▶ Consigne: Résumez en deux phrases l'extrait choisi sur les propos du président Hollande au sujet de l'Europe.

*** Extrait choisi

Pour commencer, le Président reprend l’antienne selon laquelle « l’Europe c’est la paix », en y ajoutant une référence aux événements récents en Ukraine. Or, justement, l’Europe y est particulièrement absente, ayant pratiquement délégué l’affaire à l’US/OTAN. Ce n'est sans doute pas un hasard si le texte ne dit pas un mot sur la défense européenne. Si c’est ça l’Europe de la paix, c’est sous tutelle américaine qu’elle se fait (et se défait).
 
Ensuite, le Président constate que « l’avenir appartient aux continents ». Et il précise : « C’est-à-dire à l’union des nations qui sans rien perdre de leur singularité, conjuguent leurs forces pour exprimer leur modèle ». Certes. Sauf que, pour cela il faudrait d’abord que l’Europe ne les prive pas de leurs forces. Notamment à travers d’une mise en concurrence stratégiquement aveugle et d’une politique d’ouverture qui tient presque du dogme.
 
Il ne serait pas inutile non plus d’avoir une même vision quant au « modèle » à exprimer. Car si l’Europe piétine, c’est justement en raison des divergences profondes entre Etats membres au sujet du modèle social, économique et politique à suivre. Le Président Hollande oppose, à juste titre, l’Europe de la dilution (minimale, commerciale, apolitique) à l’Europe de la volonté (autrefois connue sous le nom d’Europe-puissance, par opposition à l’Europe-marché).
 
Par contre, il est inexact de dire que « les Français peuvent décider et imposer souverainement leur préférence ». S’ils sont en effet « libres de choisir l’Europe ou de la quitter », une fois le choix fait d’y rester, ils ne sont plus libres de choisir entre les versions d’Europe possibles. Pour la simple et bonne raison que les « promoteurs » de l’Europe de la dilution (camp libéral-atlantiste) sont largement majoritaires sur les dossiers décisifs. 
 
Ce qui nous amène à l’affirmation selon laquelle « Il n’est pas interdit de refuser l’Union. Mais dans ce cas, il faut le faire en connaissance de cause ». Elle rappelle en miroir l’excellent article d’Hubert Védrine « Avancer les yeux ouverts » (écrit en 2002, mais qui n’a pas pris une ride depuis). L’ancien ministre des affaires étrangères y avait plaidé pour « l’honnêteté intellectuelle » avant d'entamer les prochaines étapes de la construction européenne.

******
*** Données enregistrées

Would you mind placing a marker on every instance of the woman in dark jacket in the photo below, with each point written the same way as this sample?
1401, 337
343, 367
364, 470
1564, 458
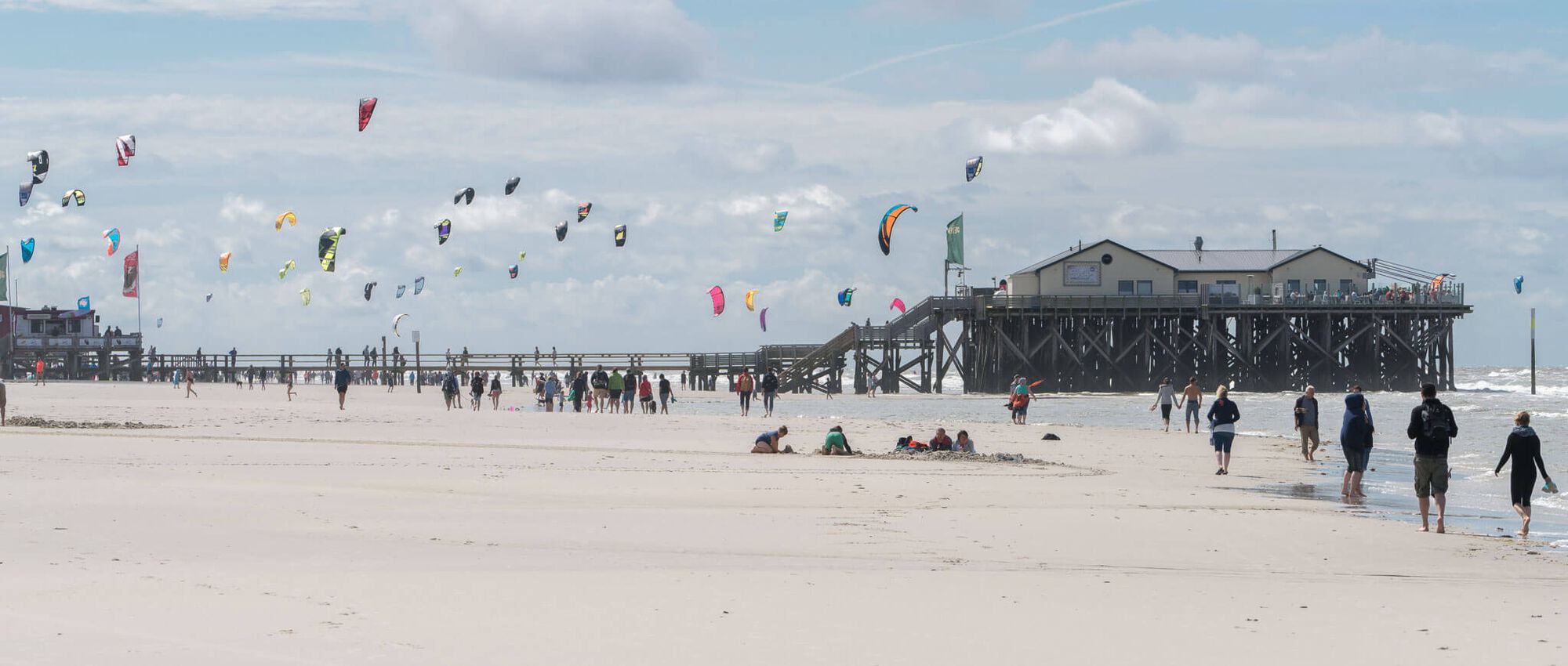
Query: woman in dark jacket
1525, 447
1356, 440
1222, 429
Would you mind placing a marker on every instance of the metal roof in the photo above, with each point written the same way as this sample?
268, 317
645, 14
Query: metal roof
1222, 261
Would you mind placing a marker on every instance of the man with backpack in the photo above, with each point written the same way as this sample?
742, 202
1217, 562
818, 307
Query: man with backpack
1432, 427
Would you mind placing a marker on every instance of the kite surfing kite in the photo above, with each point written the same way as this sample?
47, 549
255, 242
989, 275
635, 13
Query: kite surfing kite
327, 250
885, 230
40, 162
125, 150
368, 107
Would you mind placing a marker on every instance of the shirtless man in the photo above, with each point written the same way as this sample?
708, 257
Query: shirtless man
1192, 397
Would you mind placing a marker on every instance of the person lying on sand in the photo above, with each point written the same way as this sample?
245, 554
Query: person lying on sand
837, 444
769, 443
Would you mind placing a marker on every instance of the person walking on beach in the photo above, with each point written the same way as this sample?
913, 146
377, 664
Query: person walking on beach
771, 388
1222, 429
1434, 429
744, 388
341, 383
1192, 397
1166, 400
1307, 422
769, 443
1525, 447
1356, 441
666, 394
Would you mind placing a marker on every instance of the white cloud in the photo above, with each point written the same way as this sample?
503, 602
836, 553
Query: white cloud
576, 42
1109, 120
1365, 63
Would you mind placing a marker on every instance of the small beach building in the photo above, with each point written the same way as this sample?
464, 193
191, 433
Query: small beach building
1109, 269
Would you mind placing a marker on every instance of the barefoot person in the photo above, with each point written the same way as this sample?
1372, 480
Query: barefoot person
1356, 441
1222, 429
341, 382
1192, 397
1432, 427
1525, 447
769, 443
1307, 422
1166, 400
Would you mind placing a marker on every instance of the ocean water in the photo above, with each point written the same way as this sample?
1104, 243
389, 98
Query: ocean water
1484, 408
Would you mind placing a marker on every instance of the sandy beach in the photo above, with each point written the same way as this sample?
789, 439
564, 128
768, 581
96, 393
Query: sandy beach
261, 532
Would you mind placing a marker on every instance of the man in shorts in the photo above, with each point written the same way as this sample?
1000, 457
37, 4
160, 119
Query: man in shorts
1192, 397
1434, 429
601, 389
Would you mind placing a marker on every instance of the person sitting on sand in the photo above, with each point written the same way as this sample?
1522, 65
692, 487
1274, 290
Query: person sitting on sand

******

▶ Réponse complète: L'extrait objecte au président que l'Europe, présentée comme celle de la paix, est absente du dossier ukrainien, délégué à l'US/OTAN, et qu'elle prive les nations de leurs forces par une mise en concurrence aveugle et une politique d'ouverture presque dogmatique. Il ajoute que l'Europe piétine faute d'une vision commune du modèle à suivre et que les Français, une fois le choix fait d'y rester, ne peuvent imposer leur préférence, car le camp libéral-atlantiste est majoritaire sur les dossiers décisifs.